BEGIN PROVIDED ENTRIES

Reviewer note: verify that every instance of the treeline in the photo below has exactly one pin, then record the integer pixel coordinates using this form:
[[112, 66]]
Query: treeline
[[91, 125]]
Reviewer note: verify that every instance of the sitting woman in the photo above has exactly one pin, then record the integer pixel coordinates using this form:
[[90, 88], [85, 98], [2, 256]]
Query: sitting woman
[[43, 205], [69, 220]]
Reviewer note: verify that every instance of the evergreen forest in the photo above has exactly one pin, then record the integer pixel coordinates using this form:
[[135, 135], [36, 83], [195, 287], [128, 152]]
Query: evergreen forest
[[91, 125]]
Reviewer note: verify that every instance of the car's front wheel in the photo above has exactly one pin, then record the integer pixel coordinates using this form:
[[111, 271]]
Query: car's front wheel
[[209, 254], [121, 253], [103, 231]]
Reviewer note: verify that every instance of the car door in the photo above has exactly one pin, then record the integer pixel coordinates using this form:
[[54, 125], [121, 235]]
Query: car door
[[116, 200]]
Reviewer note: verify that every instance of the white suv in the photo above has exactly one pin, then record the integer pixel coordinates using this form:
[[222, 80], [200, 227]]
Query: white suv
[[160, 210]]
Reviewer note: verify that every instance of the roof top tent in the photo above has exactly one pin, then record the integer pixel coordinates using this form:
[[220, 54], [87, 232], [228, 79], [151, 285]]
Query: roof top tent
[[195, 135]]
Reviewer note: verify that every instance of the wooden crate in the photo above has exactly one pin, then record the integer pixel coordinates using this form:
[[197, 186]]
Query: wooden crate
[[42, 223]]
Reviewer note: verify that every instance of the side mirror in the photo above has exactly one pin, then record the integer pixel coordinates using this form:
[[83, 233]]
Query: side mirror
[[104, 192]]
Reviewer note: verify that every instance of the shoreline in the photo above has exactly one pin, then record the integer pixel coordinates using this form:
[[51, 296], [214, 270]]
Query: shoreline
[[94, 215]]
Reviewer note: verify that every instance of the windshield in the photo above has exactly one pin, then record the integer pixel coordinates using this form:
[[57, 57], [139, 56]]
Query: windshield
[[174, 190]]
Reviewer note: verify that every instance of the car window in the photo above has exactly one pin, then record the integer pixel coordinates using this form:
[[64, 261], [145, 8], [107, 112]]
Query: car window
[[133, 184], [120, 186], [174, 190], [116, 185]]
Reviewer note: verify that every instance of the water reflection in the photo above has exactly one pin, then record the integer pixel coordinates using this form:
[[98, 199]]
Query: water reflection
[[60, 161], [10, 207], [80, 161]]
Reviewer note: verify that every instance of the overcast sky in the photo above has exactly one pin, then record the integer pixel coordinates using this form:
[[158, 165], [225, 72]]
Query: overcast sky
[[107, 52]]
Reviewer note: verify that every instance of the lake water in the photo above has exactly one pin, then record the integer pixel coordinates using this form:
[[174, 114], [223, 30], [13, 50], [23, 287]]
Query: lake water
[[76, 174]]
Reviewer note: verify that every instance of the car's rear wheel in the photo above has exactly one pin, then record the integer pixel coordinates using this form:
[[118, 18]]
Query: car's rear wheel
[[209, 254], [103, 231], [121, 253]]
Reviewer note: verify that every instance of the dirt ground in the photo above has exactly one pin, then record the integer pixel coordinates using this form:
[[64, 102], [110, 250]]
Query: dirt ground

END PROVIDED ENTRIES

▸ **WORK INSTRUCTIONS**:
Once more, write out the records above, exactly as they stand.

▸ **EXERCISE OUTPUT**:
Reviewer note: verify that every instance of the treeline in the photo below has exactly one pin, then record the integer pixel coordinates using this form:
[[112, 66]]
Query: treeline
[[91, 125]]
Reviewer note: verify that every instance of the sitting woman in the photo above has exactly one pin, then record the integer pixel coordinates using this form:
[[90, 88], [85, 98], [2, 256]]
Query: sitting woman
[[43, 205], [69, 220]]
Reviewer note: verify that every instance of the evergreen forest in the photo above has exactly one pin, then record the integer pixel coordinates using this form:
[[135, 135], [36, 83], [195, 287], [128, 152]]
Query: evergreen forest
[[91, 125]]
Reviewer note: verify that every instance of the car's front wheel in the photo above has exactly one pin, then record the integer pixel coordinates using this form:
[[111, 271]]
Query: car's front wheel
[[209, 254], [121, 253], [103, 231]]
Reviewer note: verify that every instance of the car door in the photo above has exactly one pin, then record the integer pixel coordinates using this form:
[[54, 125], [121, 235]]
Query: car door
[[116, 200]]
Reviewer note: verify that every instance of the white suv in the photo above has exactly one pin, then record the integer pixel coordinates using this form:
[[222, 80], [200, 227]]
Query: white suv
[[160, 210]]
Reviewer note: verify that every instance of the roof top tent in the photo above has exactly one pin, then record the integer pixel coordinates using this form:
[[220, 54], [87, 232], [228, 79], [151, 285]]
Query: roof top tent
[[195, 135]]
Reviewer note: verify that every instance of the wooden crate in the photo above has exactly one pin, then record the integer pixel coordinates using this form:
[[197, 186]]
Query: wooden crate
[[42, 223]]
Reviewer note: verify that every instance of the side mirror in the photo above has exactly one pin, then record the integer pixel coordinates using this form:
[[83, 233]]
Query: side mirror
[[104, 192]]
Reviewer note: verify that every instance of the shoreline in the photo above has exactly one pin, then record the integer pixel coordinates using this form:
[[51, 296], [214, 270]]
Query: shoreline
[[94, 215]]
Reviewer note: verify that every instance of the windshield in the photo above has exactly one pin, then record the integer pixel coordinates using this form:
[[57, 57], [139, 56]]
Query: windshield
[[174, 190]]
Reviewer note: verify that every instance of the car window in the photo above has exactly one pin, then record the integer pixel coordinates using this form:
[[64, 261], [145, 8], [107, 112]]
Query: car window
[[133, 184], [120, 186], [174, 190], [116, 185]]
Reviewer note: verify that every instance of the water reflection in the photo above has exactly one pin, then record the integer pixel coordinates using this form:
[[98, 199]]
Query: water reflection
[[60, 161], [10, 207], [80, 161]]
Reviewer note: verify that every instance of the overcast sky in the photo above has exactly one pin, then record the integer pixel coordinates using this form:
[[158, 165], [225, 72]]
Query: overcast sky
[[107, 52]]
Reviewer note: verify that every instance of the lake water in the photo above has exactly one pin, then record the integer pixel coordinates using this form:
[[174, 114], [223, 30], [13, 50], [23, 287]]
Query: lake water
[[76, 174]]
Reviewer note: verify that every instance of the car's rear wheel in the photo above has exactly one pin, then record the integer pixel coordinates using this form:
[[118, 18]]
Query: car's rear wheel
[[209, 254], [103, 231], [121, 253]]
Reviewer note: verify that every instance of the dirt ground in the photo above has exactly one pin, then record the integer pixel coordinates using this form:
[[64, 102], [110, 250]]
Query: dirt ground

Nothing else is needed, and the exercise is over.